### Task directions:
Please take the material from its start through the line that contains "negative clicks: (201, 173)", and switch "positive clicks" to "foreground clicks" in it, leaving everything else unchanged.

Stored dataset items

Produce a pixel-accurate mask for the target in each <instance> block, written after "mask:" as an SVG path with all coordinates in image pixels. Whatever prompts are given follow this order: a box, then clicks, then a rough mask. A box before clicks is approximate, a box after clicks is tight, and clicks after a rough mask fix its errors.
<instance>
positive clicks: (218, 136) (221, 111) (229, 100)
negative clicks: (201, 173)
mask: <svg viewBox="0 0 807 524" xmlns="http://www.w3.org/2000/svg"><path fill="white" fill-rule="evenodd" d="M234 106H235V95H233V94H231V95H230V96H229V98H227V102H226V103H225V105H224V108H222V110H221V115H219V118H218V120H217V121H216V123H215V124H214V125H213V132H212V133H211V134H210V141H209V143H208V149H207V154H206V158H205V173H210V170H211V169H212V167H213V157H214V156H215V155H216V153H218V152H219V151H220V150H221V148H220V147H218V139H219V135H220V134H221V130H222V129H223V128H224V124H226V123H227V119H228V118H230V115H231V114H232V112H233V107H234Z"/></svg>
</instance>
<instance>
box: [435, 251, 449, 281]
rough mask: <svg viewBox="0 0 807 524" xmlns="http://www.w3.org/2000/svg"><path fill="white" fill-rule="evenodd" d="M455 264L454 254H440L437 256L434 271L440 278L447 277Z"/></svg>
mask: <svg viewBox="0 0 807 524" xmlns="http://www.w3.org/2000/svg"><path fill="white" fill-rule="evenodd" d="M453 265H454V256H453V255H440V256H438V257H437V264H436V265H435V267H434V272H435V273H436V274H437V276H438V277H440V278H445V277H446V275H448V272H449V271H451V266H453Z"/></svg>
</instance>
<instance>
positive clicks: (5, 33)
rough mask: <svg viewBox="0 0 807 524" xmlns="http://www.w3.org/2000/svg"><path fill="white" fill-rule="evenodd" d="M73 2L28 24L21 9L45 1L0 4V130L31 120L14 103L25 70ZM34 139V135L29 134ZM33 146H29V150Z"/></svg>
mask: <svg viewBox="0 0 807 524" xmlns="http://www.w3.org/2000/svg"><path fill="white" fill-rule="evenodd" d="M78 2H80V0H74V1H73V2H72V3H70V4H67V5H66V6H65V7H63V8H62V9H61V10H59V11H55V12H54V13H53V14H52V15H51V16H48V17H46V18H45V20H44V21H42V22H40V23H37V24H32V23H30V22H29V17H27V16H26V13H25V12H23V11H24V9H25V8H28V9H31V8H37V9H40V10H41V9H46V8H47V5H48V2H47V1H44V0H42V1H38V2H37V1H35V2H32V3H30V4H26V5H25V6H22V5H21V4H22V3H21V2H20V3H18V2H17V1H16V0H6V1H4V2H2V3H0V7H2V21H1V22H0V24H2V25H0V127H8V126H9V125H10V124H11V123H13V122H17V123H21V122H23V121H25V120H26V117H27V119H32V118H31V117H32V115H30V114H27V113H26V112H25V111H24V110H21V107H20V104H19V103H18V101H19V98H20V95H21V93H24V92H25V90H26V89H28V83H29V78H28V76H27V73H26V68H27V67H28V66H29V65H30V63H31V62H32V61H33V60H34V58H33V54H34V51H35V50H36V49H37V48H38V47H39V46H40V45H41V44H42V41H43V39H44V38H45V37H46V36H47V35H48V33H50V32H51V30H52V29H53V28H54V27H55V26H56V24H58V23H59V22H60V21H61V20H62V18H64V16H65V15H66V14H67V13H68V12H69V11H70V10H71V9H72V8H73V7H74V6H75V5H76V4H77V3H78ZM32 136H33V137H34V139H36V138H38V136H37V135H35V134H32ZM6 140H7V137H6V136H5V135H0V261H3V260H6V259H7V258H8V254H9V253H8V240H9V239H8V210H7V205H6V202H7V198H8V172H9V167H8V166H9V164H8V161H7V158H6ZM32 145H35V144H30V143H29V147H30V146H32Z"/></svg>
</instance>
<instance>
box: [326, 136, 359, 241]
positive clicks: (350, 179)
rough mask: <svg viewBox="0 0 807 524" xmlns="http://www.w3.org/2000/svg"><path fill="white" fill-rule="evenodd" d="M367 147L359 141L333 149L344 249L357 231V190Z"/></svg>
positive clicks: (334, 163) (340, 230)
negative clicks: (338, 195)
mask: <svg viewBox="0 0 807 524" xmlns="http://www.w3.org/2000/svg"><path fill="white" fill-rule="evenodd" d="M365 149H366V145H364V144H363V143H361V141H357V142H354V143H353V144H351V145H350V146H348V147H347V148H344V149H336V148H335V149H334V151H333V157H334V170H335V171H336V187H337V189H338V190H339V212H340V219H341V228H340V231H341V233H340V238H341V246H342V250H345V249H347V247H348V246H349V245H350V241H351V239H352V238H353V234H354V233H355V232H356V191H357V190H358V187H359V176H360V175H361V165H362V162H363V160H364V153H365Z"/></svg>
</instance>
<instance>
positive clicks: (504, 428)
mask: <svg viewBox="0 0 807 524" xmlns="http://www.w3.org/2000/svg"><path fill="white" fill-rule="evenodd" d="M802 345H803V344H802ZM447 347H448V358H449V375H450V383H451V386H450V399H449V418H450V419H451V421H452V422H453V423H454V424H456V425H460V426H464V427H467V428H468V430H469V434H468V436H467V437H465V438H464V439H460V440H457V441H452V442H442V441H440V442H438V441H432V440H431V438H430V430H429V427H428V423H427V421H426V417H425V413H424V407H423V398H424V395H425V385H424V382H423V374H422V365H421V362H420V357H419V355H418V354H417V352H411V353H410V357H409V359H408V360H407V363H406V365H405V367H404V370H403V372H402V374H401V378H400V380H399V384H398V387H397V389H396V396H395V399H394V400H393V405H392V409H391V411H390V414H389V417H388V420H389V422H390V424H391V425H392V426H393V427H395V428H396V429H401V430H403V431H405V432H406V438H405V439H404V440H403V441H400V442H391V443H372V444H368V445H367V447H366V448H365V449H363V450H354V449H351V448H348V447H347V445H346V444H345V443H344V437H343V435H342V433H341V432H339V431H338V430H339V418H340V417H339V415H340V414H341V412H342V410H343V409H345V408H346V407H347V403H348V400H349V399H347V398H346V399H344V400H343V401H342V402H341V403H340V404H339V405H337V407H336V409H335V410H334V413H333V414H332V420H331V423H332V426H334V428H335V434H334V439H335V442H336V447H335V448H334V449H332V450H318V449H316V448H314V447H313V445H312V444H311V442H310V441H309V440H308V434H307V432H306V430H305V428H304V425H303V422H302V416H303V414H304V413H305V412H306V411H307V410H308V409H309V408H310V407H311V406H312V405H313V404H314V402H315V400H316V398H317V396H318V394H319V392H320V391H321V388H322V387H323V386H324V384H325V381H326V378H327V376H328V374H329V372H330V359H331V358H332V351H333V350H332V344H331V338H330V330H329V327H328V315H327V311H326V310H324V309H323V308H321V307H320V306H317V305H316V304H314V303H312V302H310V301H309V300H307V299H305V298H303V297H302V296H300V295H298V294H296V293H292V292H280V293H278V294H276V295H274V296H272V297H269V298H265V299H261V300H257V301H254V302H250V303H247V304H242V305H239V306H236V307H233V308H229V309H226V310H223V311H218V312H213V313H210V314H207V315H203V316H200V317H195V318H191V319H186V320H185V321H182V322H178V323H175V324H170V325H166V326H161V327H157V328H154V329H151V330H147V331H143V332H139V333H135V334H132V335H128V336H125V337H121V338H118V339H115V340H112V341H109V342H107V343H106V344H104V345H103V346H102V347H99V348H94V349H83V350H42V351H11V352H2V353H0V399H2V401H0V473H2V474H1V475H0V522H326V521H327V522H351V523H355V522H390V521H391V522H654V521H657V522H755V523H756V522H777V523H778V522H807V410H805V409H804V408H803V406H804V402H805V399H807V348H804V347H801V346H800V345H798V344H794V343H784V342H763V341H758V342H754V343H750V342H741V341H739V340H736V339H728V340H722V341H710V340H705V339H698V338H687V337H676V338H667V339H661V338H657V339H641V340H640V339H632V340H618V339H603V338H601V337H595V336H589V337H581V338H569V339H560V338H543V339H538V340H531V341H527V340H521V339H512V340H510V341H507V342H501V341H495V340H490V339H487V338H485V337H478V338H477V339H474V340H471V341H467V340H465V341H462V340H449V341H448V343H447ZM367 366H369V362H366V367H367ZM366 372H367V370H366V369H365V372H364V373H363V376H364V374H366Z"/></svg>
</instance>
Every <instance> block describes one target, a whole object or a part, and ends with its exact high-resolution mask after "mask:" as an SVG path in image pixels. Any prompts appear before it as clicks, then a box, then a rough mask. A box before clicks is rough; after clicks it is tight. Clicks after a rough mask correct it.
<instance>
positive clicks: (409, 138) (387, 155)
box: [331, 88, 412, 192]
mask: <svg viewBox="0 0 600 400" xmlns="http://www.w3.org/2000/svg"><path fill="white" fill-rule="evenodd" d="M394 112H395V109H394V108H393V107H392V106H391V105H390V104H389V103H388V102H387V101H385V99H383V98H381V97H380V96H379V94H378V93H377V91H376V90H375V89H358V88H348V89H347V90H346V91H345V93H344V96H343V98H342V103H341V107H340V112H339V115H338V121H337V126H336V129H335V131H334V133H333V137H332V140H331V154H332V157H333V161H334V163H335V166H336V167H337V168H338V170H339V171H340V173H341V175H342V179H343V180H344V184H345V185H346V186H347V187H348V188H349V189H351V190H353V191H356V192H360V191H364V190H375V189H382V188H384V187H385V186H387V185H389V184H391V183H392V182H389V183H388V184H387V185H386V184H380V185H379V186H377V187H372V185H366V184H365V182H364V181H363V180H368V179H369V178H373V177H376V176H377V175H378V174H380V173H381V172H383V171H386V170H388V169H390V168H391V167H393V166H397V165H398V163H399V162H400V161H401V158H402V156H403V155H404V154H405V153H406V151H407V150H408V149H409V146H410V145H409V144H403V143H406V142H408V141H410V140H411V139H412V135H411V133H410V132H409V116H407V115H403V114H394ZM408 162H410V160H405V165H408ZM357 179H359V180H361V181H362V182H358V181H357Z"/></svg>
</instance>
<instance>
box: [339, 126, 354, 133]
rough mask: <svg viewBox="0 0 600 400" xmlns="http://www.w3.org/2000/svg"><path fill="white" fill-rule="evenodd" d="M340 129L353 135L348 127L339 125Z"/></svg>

### Response to this task:
Produce a pixel-accurate mask for the target in each <instance> block, written after "mask:" as an SVG path with all coordinates in image pixels. Whatever prompts are given follow this order: a box, then clicks, then a rough mask. A box before clicks is approximate, a box after clicks is tight, and clicks after a rough mask fix its errors.
<instance>
foreground clicks: (218, 136) (221, 111) (229, 100)
negative clicks: (201, 173)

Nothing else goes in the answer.